So I finished in 2005 and, as I had always thought, there were going to be things that I would be asked to do and be available to do. I reviewed the banking ombudsman scheme. I chaired a confidential forum for former inpatients of psychiatric hospitals. It was an experimental truth and reconciliation approach for those people who had been in hospital, or who had been state wards and in hospital. It was set up by the government for people who had issues short of wanting to issue proceedings against the government but who needed understanding and ways forward devised.

SO:     Was there any international input – any advice, any themes, any external experiences – that you were drawing upon in this particular role? I just wondered if this was an expressly New Zealand-focused exercise, or whether you drew on other experiences: other such small commissions and investigatory panels from outside New Zealand.

AS:      I read widely and gathered some really good colleagues and we went into it.  It was a time when there were quite a few initiatives of that sort. The third thing which kept me close to the centre of government was that I was asked to devise a pecuniary interests registration regime for members of Parliament – you know, to declare their interests. So I set up that scheme during the latter part of 2005 and early 2006. This was in the post-ombudsman period. I kept doing the ombudsman training that I mentioned here in London. I came here for that. So, I would have said – had we been meeting, say, at the beginning of 2006 – that this is a very satisfying way of life that I’ve got these various things going, some of which will come to an end in a couple of months, some of which will keep going.

But then to come back to the question you were asking: on a day in February 2006, I had a call from the Prime Minister’s Office saying the Prime Minister Helen Clark wanted to see me urgently. I was in Whakatane, which is on the east coast of the North Island of New Zealand. We were doing the former psychiatric inpatient encounters and it was simply impossible for me to go and see the Prime Minister immediately. I did not see her until the following Tuesday. I went into her office, having of course worked out by this time that it must be something serious. I had thought it was something to do with the MP pecuniary interest scheme and I had thought Helen Clark – who is a real student of what she does as well as a practitioner – would be very keen to make sure that I did not develop discrepancies between the MP’s scheme and the Ministers’ scheme for declaring conflicts of interest. Then, with our psychiatric commission, we had had a quarterly reporting mechanism and in the quarter ending December 2005, my colleagues and I had made rather careful and veiled reference to the fact that there were people who had been in social welfare care, who had found their way to being committed as patients in psychiatric hospitals and that a number of those people had tended to be a subject of unwanted predatory attention for sexual purposes by other patients and by staff. It had been hugely and delicately put and I thought the Prime Minister would be saying that officials had, perhaps, said to her that “these people are venturing into an area that could lead to huge damages claims”. So I think that’s what I had prepared for.

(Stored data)

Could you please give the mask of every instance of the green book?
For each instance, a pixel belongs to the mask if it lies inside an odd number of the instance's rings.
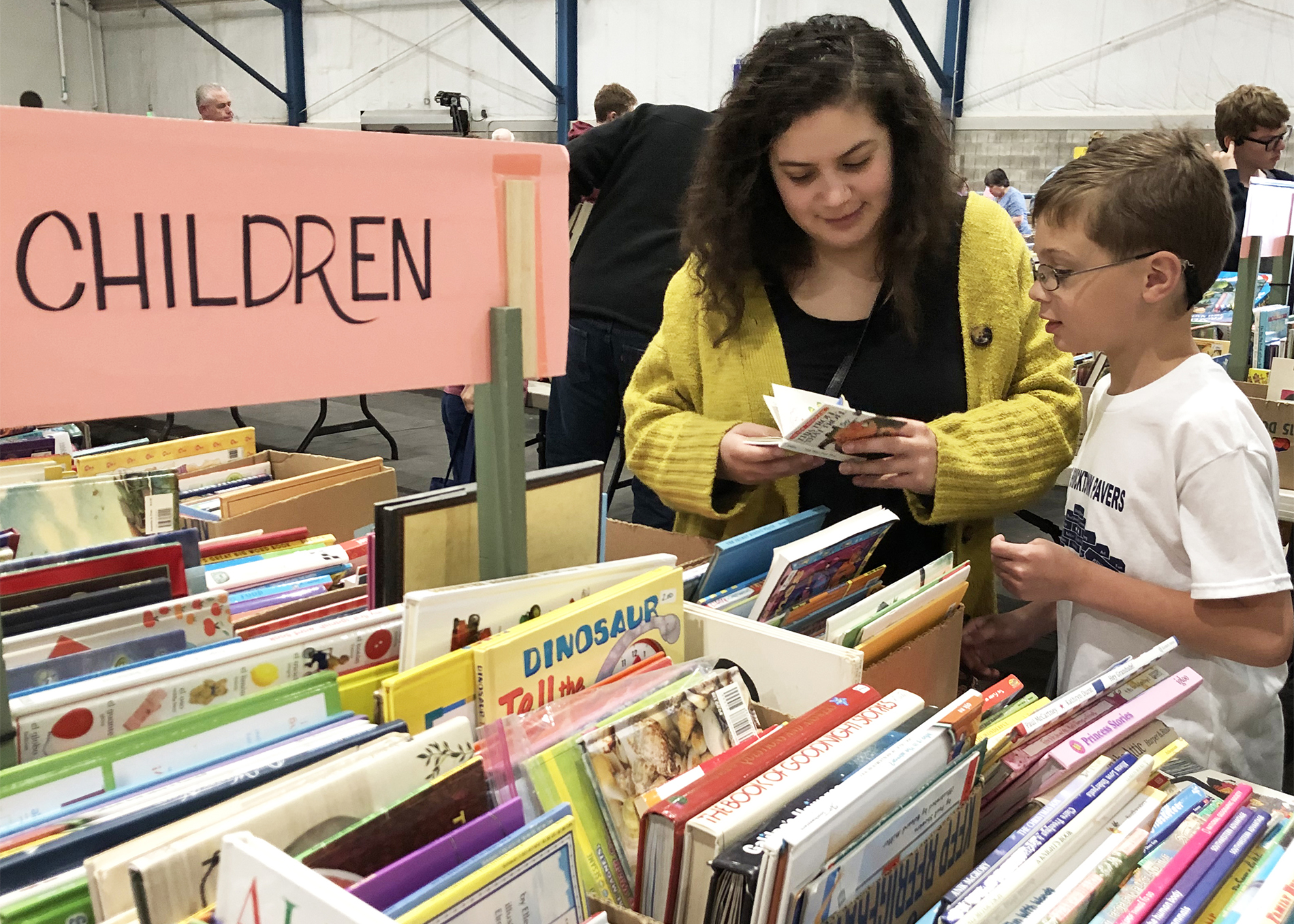
[[[639,709],[660,703],[695,682],[695,674],[688,674],[606,718],[599,722],[599,726],[607,726],[619,718],[633,716]],[[629,906],[634,897],[634,871],[625,868],[620,850],[616,848],[616,841],[602,814],[597,783],[589,776],[584,749],[580,747],[581,738],[584,734],[554,744],[547,751],[531,757],[521,767],[531,779],[534,795],[545,811],[551,811],[562,802],[571,804],[571,814],[575,818],[576,859],[584,890],[602,901]]]
[[[325,670],[265,692],[0,770],[0,827],[136,787],[289,735],[342,712]]]

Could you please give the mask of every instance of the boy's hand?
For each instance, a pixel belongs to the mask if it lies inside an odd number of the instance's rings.
[[[914,494],[934,493],[934,470],[939,446],[934,431],[920,421],[903,421],[903,427],[885,436],[864,436],[844,444],[849,456],[884,453],[881,459],[841,462],[840,474],[853,475],[859,488],[898,488]]]
[[[983,681],[996,681],[1000,670],[991,665],[1018,655],[1056,628],[1053,603],[1027,603],[1009,613],[981,616],[961,630],[961,666]]]
[[[1043,603],[1073,599],[1075,573],[1083,559],[1065,546],[1043,538],[1020,545],[994,536],[990,551],[992,569],[1012,597]]]

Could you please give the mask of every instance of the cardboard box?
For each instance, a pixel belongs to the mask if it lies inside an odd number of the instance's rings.
[[[1268,401],[1266,397],[1250,396],[1249,402],[1254,405],[1258,419],[1272,435],[1281,488],[1294,489],[1294,449],[1291,449],[1294,446],[1294,401]]]
[[[862,894],[828,919],[828,924],[895,924],[915,921],[938,905],[970,872],[980,824],[976,787],[970,798],[950,811],[930,833],[895,857]],[[647,915],[589,897],[589,911],[607,912],[608,924],[656,924]],[[703,921],[679,921],[703,924]]]
[[[619,562],[622,558],[659,555],[661,553],[674,555],[678,564],[687,569],[710,559],[714,553],[714,540],[644,527],[638,523],[607,520],[606,560]]]
[[[276,479],[295,478],[312,471],[333,468],[340,465],[351,465],[351,459],[331,458],[329,456],[311,456],[309,453],[281,453],[273,449],[256,453],[255,456],[237,462],[229,462],[203,471],[220,471],[223,468],[236,468],[252,462],[269,462],[270,472]],[[396,496],[395,468],[383,466],[380,471],[371,475],[333,484],[320,490],[312,490],[298,497],[270,503],[259,510],[230,516],[217,523],[190,520],[181,516],[181,527],[197,527],[202,538],[217,538],[220,536],[234,536],[252,529],[273,532],[276,529],[291,529],[305,527],[311,536],[331,533],[339,542],[353,538],[355,531],[373,523],[373,505],[389,501]]]

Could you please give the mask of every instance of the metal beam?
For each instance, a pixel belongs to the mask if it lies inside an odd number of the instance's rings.
[[[472,16],[475,16],[477,19],[481,21],[481,25],[485,26],[485,28],[488,28],[494,35],[496,39],[503,43],[503,48],[510,50],[512,53],[512,57],[520,61],[525,66],[525,70],[531,71],[531,74],[534,75],[536,80],[542,83],[547,88],[547,91],[553,93],[553,96],[558,100],[558,105],[562,105],[562,88],[558,87],[551,80],[549,80],[549,75],[541,71],[538,66],[536,66],[536,63],[531,61],[529,57],[527,57],[525,52],[518,48],[516,43],[512,41],[510,38],[507,38],[507,34],[503,32],[503,30],[499,28],[494,23],[494,21],[485,14],[485,10],[477,6],[475,0],[459,0],[459,1],[463,4],[463,6],[467,8],[467,12],[470,12]],[[162,3],[162,0],[158,0],[158,3]]]
[[[463,0],[466,3],[467,0]],[[903,23],[903,28],[907,31],[907,38],[912,40],[916,45],[916,50],[920,52],[921,60],[925,61],[925,66],[930,69],[930,74],[934,75],[934,82],[939,84],[939,89],[945,93],[952,91],[952,78],[943,72],[939,67],[939,62],[934,58],[934,52],[930,47],[925,44],[925,36],[921,35],[921,30],[916,27],[916,21],[912,14],[907,12],[907,6],[903,0],[890,0],[890,6],[894,8],[894,14],[898,16],[899,22]]]
[[[578,30],[576,28],[577,0],[558,0],[558,144],[565,144],[567,129],[580,116],[576,104],[578,60]]]

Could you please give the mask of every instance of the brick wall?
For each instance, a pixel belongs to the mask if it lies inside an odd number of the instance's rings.
[[[1126,133],[1105,132],[1112,138]],[[1197,135],[1216,144],[1212,128],[1197,129]],[[973,193],[983,190],[983,176],[994,167],[1007,171],[1016,189],[1035,193],[1052,168],[1068,163],[1074,148],[1086,145],[1090,136],[1086,128],[959,129],[952,133],[954,163]]]

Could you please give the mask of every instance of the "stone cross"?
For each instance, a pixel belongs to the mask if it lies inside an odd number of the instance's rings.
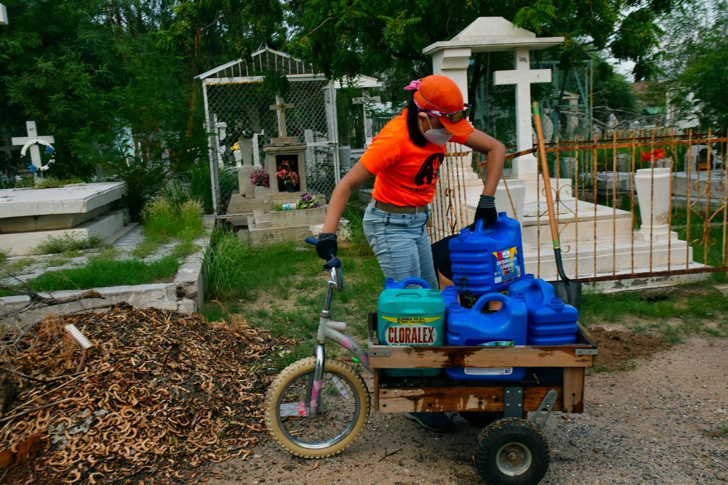
[[[275,102],[277,104],[271,105],[269,108],[272,111],[278,111],[276,113],[278,115],[278,136],[282,138],[288,136],[288,132],[285,129],[285,111],[284,110],[295,108],[295,105],[290,103],[285,103],[283,98],[280,96],[275,97]]]
[[[35,121],[25,121],[25,129],[28,132],[27,137],[13,137],[10,139],[10,143],[12,145],[25,145],[33,140],[42,140],[49,143],[52,143],[55,141],[52,136],[39,136]],[[28,149],[31,152],[31,161],[36,167],[41,167],[43,162],[41,161],[41,152],[38,149],[38,144],[31,145]]]
[[[493,73],[493,84],[515,84],[515,127],[518,151],[528,150],[534,145],[531,127],[531,84],[551,82],[550,69],[531,70],[529,47],[518,47],[515,71],[496,71]]]

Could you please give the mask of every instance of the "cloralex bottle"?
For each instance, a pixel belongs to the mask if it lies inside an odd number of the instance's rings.
[[[447,345],[504,347],[525,345],[526,341],[526,302],[501,293],[483,294],[472,308],[448,300]],[[489,302],[501,302],[499,310],[483,313]],[[448,367],[448,377],[454,380],[523,380],[523,367]]]

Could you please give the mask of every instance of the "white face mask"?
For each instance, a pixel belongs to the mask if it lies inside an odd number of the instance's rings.
[[[452,133],[446,128],[432,128],[432,124],[430,122],[430,116],[427,116],[427,124],[430,125],[430,129],[422,135],[424,136],[424,139],[430,143],[444,146],[453,137]]]

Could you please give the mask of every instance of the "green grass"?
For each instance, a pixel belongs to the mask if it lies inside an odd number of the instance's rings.
[[[66,234],[60,237],[48,236],[44,241],[36,246],[36,251],[43,254],[75,255],[81,251],[103,246],[103,241],[97,237],[86,239]]]
[[[240,313],[254,326],[296,340],[296,349],[277,356],[274,366],[285,366],[311,355],[328,280],[315,250],[293,243],[250,247],[226,231],[216,231],[213,239],[205,256],[206,287],[210,292],[201,309],[205,316],[217,320],[226,318],[228,311]],[[340,249],[338,254],[344,263],[346,287],[335,293],[332,318],[347,322],[347,333],[361,342],[366,335],[366,315],[376,310],[384,276],[373,256],[349,248]],[[327,351],[343,353],[333,347]]]
[[[192,241],[205,233],[202,205],[195,200],[179,203],[167,199],[155,199],[144,207],[142,221],[148,236]]]
[[[4,263],[0,263],[0,273],[8,275],[23,274],[23,270],[35,262],[31,257],[23,257],[15,261],[6,260]]]
[[[728,337],[728,298],[706,286],[683,285],[662,297],[638,292],[585,294],[579,321],[616,322],[634,332],[657,334],[675,344],[692,335]],[[628,317],[637,318],[629,318]]]
[[[174,256],[166,256],[153,262],[94,259],[79,268],[49,271],[29,280],[26,284],[36,292],[145,284],[170,281],[178,267],[179,261]]]

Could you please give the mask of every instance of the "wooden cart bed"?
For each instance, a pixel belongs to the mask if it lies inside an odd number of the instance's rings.
[[[377,345],[376,313],[370,313],[369,362],[374,370],[374,406],[380,412],[507,412],[511,403],[523,413],[536,411],[550,390],[558,393],[553,409],[584,410],[584,374],[593,364],[596,345],[579,326],[577,343],[514,347],[409,347]],[[387,377],[382,369],[445,367],[560,368],[548,382],[453,381]],[[527,374],[529,374],[527,370]],[[409,381],[409,382],[408,382]],[[507,414],[513,414],[513,410]]]

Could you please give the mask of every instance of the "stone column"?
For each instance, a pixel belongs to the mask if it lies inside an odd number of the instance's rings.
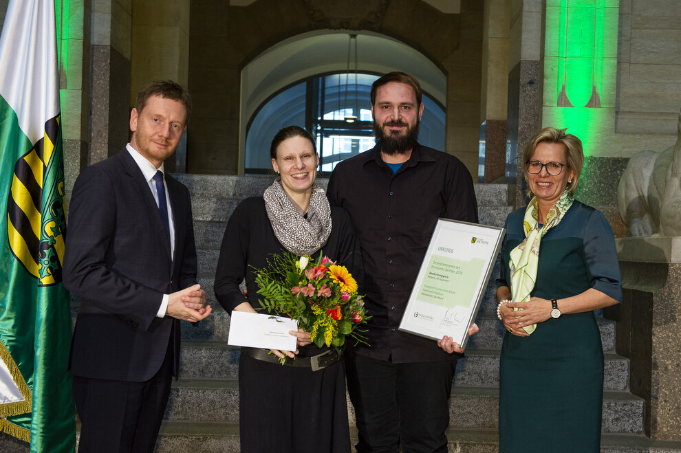
[[[64,183],[68,206],[71,190],[80,169],[87,165],[89,139],[90,14],[89,3],[57,1],[57,49]]]
[[[486,1],[483,16],[481,122],[485,123],[484,182],[503,178],[506,162],[509,0]]]
[[[645,399],[646,434],[681,441],[681,237],[616,240],[624,302],[616,349],[631,361],[629,388]]]
[[[543,4],[522,0],[510,5],[506,177],[507,183],[516,184],[517,207],[526,200],[523,151],[541,124]]]
[[[129,105],[152,80],[189,79],[189,0],[133,0]],[[189,126],[188,131],[191,131]],[[165,162],[166,171],[184,172],[186,140]]]
[[[87,164],[114,155],[128,142],[131,2],[92,0],[90,38],[90,149]]]

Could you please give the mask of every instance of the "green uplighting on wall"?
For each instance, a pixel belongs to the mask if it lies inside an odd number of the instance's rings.
[[[56,19],[57,60],[62,82],[69,74],[69,20],[70,0],[54,0],[54,16]],[[65,83],[61,83],[65,87]]]
[[[568,129],[590,145],[614,116],[616,0],[548,0],[543,126]]]

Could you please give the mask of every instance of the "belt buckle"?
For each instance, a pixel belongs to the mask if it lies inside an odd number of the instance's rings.
[[[332,351],[329,349],[325,353],[322,353],[321,354],[318,354],[317,355],[314,355],[313,357],[310,357],[310,366],[312,368],[312,371],[317,371],[318,370],[322,370],[326,368],[327,366],[328,366],[328,365],[320,366],[319,362],[323,357],[326,357],[327,355],[330,355],[332,353],[332,352],[333,351]]]

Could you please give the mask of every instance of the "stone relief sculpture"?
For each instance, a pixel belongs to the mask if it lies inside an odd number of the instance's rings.
[[[627,236],[681,236],[681,114],[676,144],[629,160],[617,188]]]

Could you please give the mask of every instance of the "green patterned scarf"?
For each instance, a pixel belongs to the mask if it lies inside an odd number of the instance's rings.
[[[572,195],[566,188],[558,201],[546,214],[544,224],[539,226],[539,210],[537,197],[532,199],[525,210],[523,228],[525,230],[525,241],[510,252],[511,293],[513,302],[528,302],[530,294],[534,288],[537,270],[539,263],[539,243],[541,238],[548,230],[556,226],[563,219],[563,217],[572,206]],[[527,247],[528,244],[530,247]],[[522,309],[515,309],[521,310]],[[526,326],[523,329],[528,334],[534,331],[537,324]]]

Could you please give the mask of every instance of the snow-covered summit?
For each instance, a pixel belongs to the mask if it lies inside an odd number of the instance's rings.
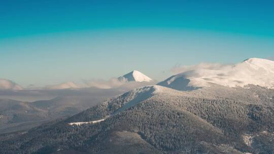
[[[137,82],[150,82],[152,79],[138,70],[133,70],[129,73],[118,78],[120,82],[135,81]]]
[[[23,90],[23,88],[10,80],[0,79],[0,89],[18,90]]]
[[[218,69],[193,69],[173,75],[158,85],[187,90],[209,87],[210,83],[229,87],[251,84],[274,89],[274,61],[253,58]]]

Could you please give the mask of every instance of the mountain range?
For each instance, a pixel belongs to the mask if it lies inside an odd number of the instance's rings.
[[[273,68],[251,58],[187,70],[68,118],[3,134],[0,153],[273,153]]]

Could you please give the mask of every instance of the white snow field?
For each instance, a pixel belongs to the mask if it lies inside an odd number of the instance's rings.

- **TASKS FOR THIS EXERCISE**:
1. From the interview transcript, output everything from "AS:      I read" down to "will keep going.".
2. Translate this sentence from the interview transcript into French: "I was in Whakatane, which is on the east coast of the North Island of New Zealand."

- **RESPONSES**:
1.
AS:      I read widely and gathered some really good colleagues and we went into it.  It was a time when there were quite a few initiatives of that sort. The third thing which kept me close to the centre of government was that I was asked to devise a pecuniary interests registration regime for members of Parliament – you know, to declare their interests. So I set up that scheme during the latter part of 2005 and early 2006. This was in the post-ombudsman period. I kept doing the ombudsman training that I mentioned here in London. I came here for that. So, I would have said – had we been meeting, say, at the beginning of 2006 – that this is a very satisfying way of life that I’ve got these various things going, some of which will come to an end in a couple of months, some of which will keep going.

2. J'étais à Whakatane, qui se trouve sur la côte est de l'île du Nord de la Nouvelle-Zélande.